* _STATED EXERCISE_
Convert every line of the items below into a Markdown table with two columns, Row and Line Text, where Row numbers each line and blank lines are skipped. Leave the pictures out of your answer.

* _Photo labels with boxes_
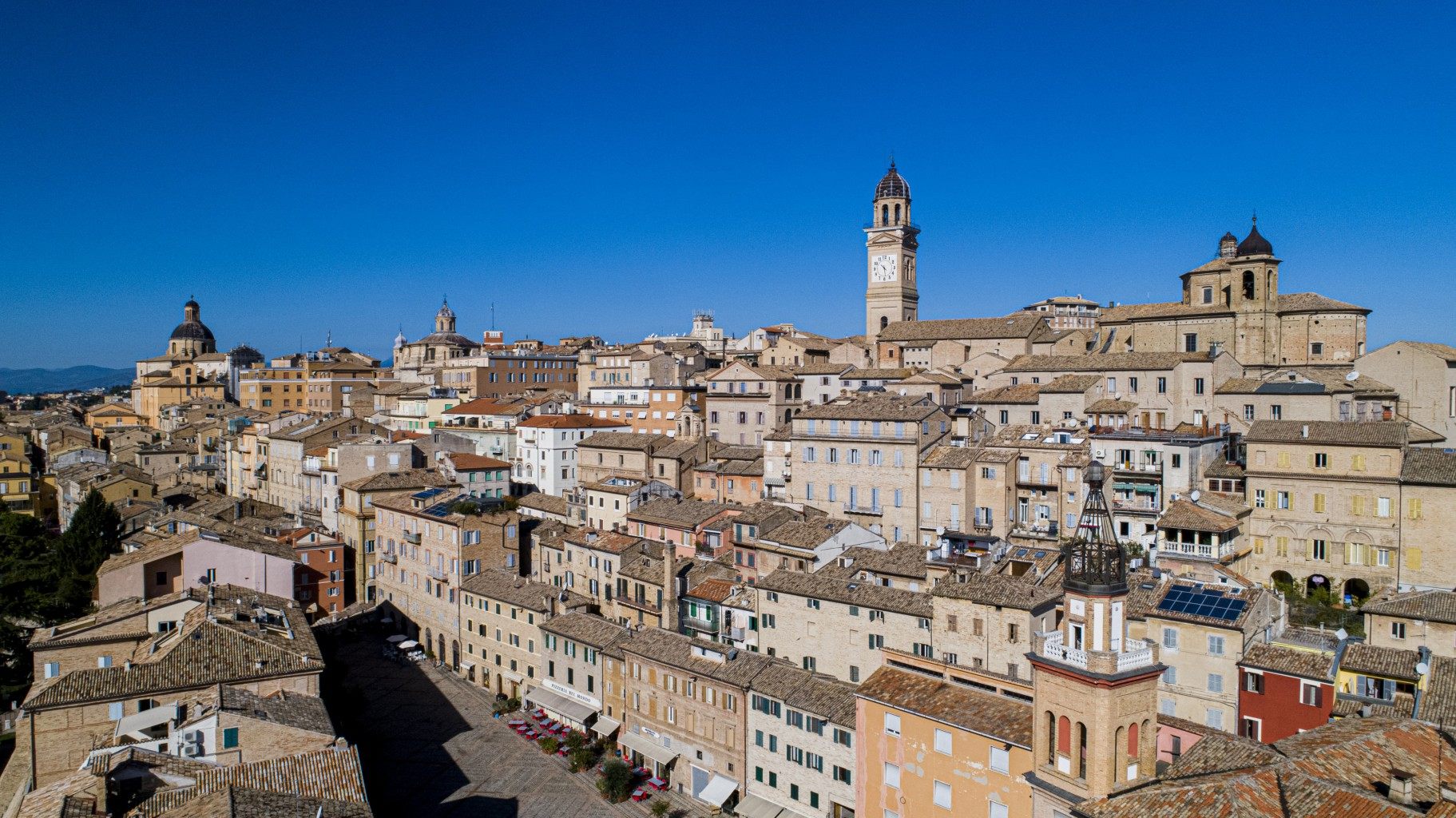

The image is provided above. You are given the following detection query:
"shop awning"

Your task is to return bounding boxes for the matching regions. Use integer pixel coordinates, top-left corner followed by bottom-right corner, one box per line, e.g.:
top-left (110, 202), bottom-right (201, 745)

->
top-left (617, 732), bottom-right (677, 764)
top-left (697, 774), bottom-right (738, 806)
top-left (526, 687), bottom-right (597, 724)
top-left (117, 705), bottom-right (177, 735)
top-left (732, 793), bottom-right (784, 818)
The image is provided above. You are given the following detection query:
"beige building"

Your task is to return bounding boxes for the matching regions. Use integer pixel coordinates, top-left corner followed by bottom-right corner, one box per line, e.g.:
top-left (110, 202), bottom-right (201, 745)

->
top-left (1354, 340), bottom-right (1456, 446)
top-left (931, 574), bottom-right (1061, 684)
top-left (789, 395), bottom-right (950, 543)
top-left (1239, 421), bottom-right (1410, 600)
top-left (375, 489), bottom-right (522, 667)
top-left (757, 570), bottom-right (934, 684)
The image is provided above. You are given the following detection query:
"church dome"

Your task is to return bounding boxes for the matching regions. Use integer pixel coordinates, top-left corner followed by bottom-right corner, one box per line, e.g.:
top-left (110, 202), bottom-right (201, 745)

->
top-left (1239, 216), bottom-right (1274, 256)
top-left (875, 159), bottom-right (910, 200)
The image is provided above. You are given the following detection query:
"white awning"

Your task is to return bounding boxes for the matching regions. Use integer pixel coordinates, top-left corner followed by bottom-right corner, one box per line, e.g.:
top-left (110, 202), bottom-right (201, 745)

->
top-left (697, 774), bottom-right (738, 806)
top-left (732, 792), bottom-right (784, 818)
top-left (617, 732), bottom-right (677, 764)
top-left (526, 687), bottom-right (597, 724)
top-left (117, 705), bottom-right (177, 735)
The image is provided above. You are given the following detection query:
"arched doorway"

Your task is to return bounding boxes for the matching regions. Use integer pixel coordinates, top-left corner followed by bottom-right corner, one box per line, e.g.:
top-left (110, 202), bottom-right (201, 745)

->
top-left (1345, 577), bottom-right (1370, 606)
top-left (1304, 574), bottom-right (1329, 597)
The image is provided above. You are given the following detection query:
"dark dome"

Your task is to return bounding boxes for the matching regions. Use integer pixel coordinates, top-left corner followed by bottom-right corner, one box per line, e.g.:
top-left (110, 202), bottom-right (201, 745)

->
top-left (172, 322), bottom-right (214, 340)
top-left (1239, 218), bottom-right (1274, 256)
top-left (875, 160), bottom-right (910, 200)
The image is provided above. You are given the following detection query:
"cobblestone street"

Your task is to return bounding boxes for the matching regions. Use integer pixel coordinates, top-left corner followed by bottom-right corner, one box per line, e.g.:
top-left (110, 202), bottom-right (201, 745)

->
top-left (329, 636), bottom-right (646, 818)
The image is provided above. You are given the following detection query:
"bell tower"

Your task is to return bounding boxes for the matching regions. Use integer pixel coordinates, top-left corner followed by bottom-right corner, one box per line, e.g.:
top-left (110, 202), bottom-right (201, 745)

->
top-left (1026, 460), bottom-right (1164, 816)
top-left (865, 159), bottom-right (920, 343)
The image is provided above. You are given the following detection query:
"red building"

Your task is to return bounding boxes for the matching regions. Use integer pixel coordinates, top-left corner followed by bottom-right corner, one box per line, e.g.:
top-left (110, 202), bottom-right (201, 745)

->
top-left (1239, 629), bottom-right (1343, 744)
top-left (280, 528), bottom-right (354, 621)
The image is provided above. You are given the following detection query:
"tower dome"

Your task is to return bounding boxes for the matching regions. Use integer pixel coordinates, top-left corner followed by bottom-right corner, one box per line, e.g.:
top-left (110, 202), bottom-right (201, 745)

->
top-left (875, 159), bottom-right (910, 200)
top-left (168, 299), bottom-right (217, 355)
top-left (1239, 216), bottom-right (1274, 256)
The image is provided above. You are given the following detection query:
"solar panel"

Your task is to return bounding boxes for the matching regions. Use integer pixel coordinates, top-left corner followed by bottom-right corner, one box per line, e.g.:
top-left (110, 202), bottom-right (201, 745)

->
top-left (1157, 586), bottom-right (1246, 621)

* _TASK ANSWER_
| Row | Line Text |
|---|---|
| 1 | The image is provided above. You are given the following detection query: |
| 2 | "shop awning" |
| 3 | Your task is to return bounding boxes for the matching regions. Use integer pixel coordinates, top-left corner followed by bottom-right corner, one box per line, e.g.: |
| 4 | top-left (110, 202), bottom-right (201, 745) |
| 5 | -> |
| 6 | top-left (617, 732), bottom-right (677, 764) |
| 7 | top-left (697, 774), bottom-right (738, 806) |
| 8 | top-left (526, 687), bottom-right (597, 724) |
| 9 | top-left (117, 705), bottom-right (177, 735) |
| 10 | top-left (732, 793), bottom-right (784, 818) |
| 11 | The image is provided above. You are given the following detection query: |
| 12 | "beige building" |
| 13 | Your task is to return bounding boxes for the matching regions. Use integer pixel coordinates, top-left corner followed by bottom-right corner, one box per line, e.g.: |
| 14 | top-left (110, 202), bottom-right (201, 745) |
| 15 | -> |
| 16 | top-left (1354, 340), bottom-right (1456, 446) |
| 17 | top-left (931, 574), bottom-right (1061, 684) |
| 18 | top-left (789, 395), bottom-right (950, 543) |
| 19 | top-left (1239, 421), bottom-right (1410, 600) |
| 20 | top-left (375, 489), bottom-right (522, 667) |
| 21 | top-left (757, 570), bottom-right (934, 684) |
| 22 | The image is provided above. You are given the following detection query: |
| 23 | "church dome" |
| 24 | Your task is to return bounding boxes for the matching regions. Use integer pixel coordinates, top-left corner followed by bottom-right corner, one box per line, e.g.: |
| 25 | top-left (110, 202), bottom-right (201, 745) |
| 26 | -> |
| 27 | top-left (1239, 216), bottom-right (1274, 256) |
| 28 | top-left (875, 159), bottom-right (910, 200) |
| 29 | The image is provided above. You are given the following detection query: |
| 30 | "white awning" |
| 31 | Your task is to return bounding boxes for the matching regions. Use integer pixel coordinates, top-left corner followed by bottom-right corner, one box per line, e.g.: |
| 32 | top-left (110, 202), bottom-right (201, 745) |
| 33 | -> |
| 34 | top-left (697, 774), bottom-right (738, 806) |
| 35 | top-left (732, 792), bottom-right (784, 818) |
| 36 | top-left (617, 732), bottom-right (677, 764) |
| 37 | top-left (526, 687), bottom-right (597, 724) |
| 38 | top-left (117, 705), bottom-right (177, 735) |
| 39 | The image is provided above. You are given the following detection query: |
| 40 | "arched doorway" |
| 41 | Your task is to return bounding boxes for the matching regions. Use integer pixel coordinates, top-left corner followed by bottom-right corner, one box per line, e.g.: |
| 42 | top-left (110, 202), bottom-right (201, 745) |
| 43 | -> |
| 44 | top-left (1345, 577), bottom-right (1370, 606) |
| 45 | top-left (1304, 574), bottom-right (1329, 597) |
| 46 | The image is provided above. You are given the following detection query: |
| 47 | "dark dome" |
| 48 | Your task is to return bounding boxes for the matching regions. Use integer pixel coordinates, top-left corner followed by bottom-right corner, one box per line, e.g.: |
| 49 | top-left (110, 202), bottom-right (201, 745) |
| 50 | -> |
| 51 | top-left (172, 322), bottom-right (214, 340) |
| 52 | top-left (1239, 218), bottom-right (1274, 256) |
| 53 | top-left (875, 160), bottom-right (910, 200) |
| 54 | The image is provided above. You are given the following detection query: |
| 55 | "cobblestone street" |
| 56 | Your task is to return bounding boxes for the matching regions. Use integer pixel coordinates, top-left corner followed by bottom-right corner, one box per line, e.g.: |
| 57 | top-left (110, 202), bottom-right (201, 745) |
| 58 | -> |
| 59 | top-left (329, 636), bottom-right (646, 818) |
| 60 | The image is provided above. You are given the following detection query: |
| 61 | "bell tower" |
| 62 | Your task is to return bounding boxes for the matching regions. Use integer pixel coordinates, top-left corner followed by bottom-right corner, one box per line, e.g.: |
| 63 | top-left (110, 202), bottom-right (201, 745) |
| 64 | -> |
| 65 | top-left (1026, 460), bottom-right (1164, 816) |
| 66 | top-left (865, 159), bottom-right (920, 343) |
| 67 | The image is provided above. You are given the following detection query: |
| 68 | "red building" |
| 69 | Your task is to return bounding boxes for the matching regions. Use integer pixel coordinates, top-left corner followed by bottom-right corner, one box per line, e.g.: |
| 70 | top-left (110, 202), bottom-right (201, 745) |
| 71 | -> |
| 72 | top-left (1239, 629), bottom-right (1343, 744) |
| 73 | top-left (280, 528), bottom-right (354, 621) |
| 74 | The image is provided above. You are given the following detection query: |
| 75 | "tower dome" |
| 76 | Your task is to return bounding boxes for the matching regions. Use integer pixel coordinates, top-left corner followed by bottom-right corner, one box per line, e.g.: |
| 77 | top-left (110, 202), bottom-right (201, 745) |
| 78 | -> |
| 79 | top-left (875, 159), bottom-right (910, 200) |
| 80 | top-left (168, 299), bottom-right (217, 355) |
| 81 | top-left (1239, 216), bottom-right (1274, 256) |
| 82 | The image is provided above. You are given the following detection query: |
| 83 | "solar panel" |
| 84 | Your task is to return bounding boxes for the matching regions. Use integer pixel coordinates, top-left corner followed by bottom-right corner, one box per line, e.g.: |
| 85 | top-left (110, 202), bottom-right (201, 745) |
| 86 | -> |
| 87 | top-left (1157, 586), bottom-right (1246, 621) |